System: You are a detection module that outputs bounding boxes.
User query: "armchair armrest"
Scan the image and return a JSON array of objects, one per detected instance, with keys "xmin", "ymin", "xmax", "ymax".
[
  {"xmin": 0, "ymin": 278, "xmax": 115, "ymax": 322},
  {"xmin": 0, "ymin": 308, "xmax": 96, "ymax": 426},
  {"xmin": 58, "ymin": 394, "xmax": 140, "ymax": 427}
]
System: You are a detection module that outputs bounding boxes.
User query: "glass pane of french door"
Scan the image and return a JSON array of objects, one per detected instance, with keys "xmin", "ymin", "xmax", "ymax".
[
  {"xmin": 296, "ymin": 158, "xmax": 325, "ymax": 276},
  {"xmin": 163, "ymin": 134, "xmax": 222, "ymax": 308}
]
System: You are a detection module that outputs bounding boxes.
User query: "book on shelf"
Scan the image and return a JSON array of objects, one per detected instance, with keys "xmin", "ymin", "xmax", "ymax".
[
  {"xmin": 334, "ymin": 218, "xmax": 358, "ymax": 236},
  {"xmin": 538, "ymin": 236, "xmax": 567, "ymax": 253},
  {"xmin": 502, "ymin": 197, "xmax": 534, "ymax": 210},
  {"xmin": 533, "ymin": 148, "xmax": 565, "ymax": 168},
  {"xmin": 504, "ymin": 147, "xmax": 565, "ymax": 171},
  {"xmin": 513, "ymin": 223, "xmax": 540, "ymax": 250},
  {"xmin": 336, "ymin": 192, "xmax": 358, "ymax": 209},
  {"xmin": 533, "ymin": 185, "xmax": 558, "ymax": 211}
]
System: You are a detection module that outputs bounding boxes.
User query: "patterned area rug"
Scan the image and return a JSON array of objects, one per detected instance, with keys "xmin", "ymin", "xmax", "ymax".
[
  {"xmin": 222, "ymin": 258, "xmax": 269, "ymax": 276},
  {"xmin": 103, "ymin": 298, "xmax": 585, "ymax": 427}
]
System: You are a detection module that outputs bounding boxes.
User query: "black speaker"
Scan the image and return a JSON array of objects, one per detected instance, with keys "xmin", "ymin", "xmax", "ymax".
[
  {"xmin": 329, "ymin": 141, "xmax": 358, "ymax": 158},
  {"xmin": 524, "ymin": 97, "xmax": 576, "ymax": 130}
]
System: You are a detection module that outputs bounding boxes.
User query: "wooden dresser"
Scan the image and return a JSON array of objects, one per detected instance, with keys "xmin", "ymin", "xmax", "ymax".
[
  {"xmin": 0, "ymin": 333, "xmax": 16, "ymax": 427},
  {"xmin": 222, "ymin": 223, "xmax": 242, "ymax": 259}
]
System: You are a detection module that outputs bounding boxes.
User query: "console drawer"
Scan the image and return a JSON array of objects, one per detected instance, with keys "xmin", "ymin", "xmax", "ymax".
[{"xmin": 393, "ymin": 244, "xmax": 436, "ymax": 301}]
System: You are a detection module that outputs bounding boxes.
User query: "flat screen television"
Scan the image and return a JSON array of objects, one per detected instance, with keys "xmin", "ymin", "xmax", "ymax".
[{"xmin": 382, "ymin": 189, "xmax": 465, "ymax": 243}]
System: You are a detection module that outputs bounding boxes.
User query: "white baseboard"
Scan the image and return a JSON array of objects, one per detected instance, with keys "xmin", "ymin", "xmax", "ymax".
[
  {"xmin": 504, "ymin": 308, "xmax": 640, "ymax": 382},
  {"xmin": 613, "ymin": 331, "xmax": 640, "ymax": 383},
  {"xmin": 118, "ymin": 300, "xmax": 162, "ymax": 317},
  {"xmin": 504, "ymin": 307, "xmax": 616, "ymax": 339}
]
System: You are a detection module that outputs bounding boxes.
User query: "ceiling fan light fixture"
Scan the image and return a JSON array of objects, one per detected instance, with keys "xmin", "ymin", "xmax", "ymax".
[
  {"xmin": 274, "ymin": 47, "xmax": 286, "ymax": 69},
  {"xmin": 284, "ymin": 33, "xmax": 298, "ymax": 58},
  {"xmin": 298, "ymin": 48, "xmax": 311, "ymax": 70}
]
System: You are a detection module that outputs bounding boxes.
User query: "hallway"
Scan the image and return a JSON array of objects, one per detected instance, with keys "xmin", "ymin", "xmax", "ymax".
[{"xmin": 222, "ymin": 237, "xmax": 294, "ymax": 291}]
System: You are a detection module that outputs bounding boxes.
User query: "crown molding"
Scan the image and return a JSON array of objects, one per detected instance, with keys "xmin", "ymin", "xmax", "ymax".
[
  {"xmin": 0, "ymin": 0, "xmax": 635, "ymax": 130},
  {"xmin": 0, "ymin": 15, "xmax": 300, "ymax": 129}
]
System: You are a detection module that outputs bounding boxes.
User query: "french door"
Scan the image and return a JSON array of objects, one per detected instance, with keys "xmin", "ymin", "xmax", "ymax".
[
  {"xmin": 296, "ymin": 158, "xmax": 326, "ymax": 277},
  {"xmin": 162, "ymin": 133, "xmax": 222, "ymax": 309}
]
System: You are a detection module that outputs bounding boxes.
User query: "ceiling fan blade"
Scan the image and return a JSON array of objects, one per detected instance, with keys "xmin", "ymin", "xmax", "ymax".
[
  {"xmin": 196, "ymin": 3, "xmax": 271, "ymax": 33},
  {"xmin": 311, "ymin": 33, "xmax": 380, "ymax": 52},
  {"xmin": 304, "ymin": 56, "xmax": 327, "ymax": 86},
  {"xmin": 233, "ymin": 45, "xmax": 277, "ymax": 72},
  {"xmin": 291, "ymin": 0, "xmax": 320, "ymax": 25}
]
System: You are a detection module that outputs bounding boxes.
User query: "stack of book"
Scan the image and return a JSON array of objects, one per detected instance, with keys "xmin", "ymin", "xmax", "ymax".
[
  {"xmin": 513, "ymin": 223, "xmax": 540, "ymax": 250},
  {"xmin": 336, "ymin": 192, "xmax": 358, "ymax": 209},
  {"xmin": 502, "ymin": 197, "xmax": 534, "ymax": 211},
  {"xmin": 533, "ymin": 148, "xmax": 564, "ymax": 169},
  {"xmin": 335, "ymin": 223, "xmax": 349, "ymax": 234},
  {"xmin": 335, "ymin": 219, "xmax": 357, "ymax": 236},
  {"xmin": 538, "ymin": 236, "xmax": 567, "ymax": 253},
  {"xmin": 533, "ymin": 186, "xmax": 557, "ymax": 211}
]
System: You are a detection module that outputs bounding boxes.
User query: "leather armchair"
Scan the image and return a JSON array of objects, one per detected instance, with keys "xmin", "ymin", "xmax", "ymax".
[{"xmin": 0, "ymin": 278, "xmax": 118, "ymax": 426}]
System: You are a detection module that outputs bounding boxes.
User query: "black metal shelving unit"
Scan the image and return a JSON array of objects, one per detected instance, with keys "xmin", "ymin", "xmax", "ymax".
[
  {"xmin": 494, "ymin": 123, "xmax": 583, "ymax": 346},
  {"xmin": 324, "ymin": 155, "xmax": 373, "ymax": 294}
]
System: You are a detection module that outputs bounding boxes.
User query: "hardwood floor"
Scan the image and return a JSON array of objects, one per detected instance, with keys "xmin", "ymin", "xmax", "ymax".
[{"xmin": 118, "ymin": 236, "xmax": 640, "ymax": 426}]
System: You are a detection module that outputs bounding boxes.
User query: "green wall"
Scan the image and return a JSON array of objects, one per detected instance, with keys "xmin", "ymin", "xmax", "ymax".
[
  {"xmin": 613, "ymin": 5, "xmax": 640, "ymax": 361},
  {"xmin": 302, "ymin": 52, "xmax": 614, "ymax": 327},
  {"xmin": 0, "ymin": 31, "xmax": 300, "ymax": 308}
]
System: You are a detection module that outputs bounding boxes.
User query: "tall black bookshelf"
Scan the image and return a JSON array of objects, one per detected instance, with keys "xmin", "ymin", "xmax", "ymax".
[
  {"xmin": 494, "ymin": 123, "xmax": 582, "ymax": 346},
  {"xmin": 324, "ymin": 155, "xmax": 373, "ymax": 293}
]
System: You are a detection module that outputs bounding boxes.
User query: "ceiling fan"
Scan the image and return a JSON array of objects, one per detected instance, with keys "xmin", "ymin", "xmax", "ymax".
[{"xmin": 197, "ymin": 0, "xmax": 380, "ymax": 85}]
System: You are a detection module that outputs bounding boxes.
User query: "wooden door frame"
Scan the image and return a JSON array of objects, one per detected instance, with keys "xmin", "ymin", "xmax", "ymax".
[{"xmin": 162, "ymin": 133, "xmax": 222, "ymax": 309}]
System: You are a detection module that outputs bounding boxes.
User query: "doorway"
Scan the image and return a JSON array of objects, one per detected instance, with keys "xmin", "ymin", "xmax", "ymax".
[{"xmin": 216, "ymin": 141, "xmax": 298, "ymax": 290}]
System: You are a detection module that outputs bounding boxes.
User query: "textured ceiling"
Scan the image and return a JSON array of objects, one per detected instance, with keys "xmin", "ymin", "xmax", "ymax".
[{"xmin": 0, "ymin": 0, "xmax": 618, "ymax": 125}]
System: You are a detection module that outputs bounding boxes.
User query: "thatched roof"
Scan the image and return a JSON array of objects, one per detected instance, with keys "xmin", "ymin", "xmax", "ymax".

______

» **Exercise requirements**
Count the lines in the records that contain the string "armchair", treating uppercase and lowercase as different. Reply with the number alone.

» **Answer to this exercise**
2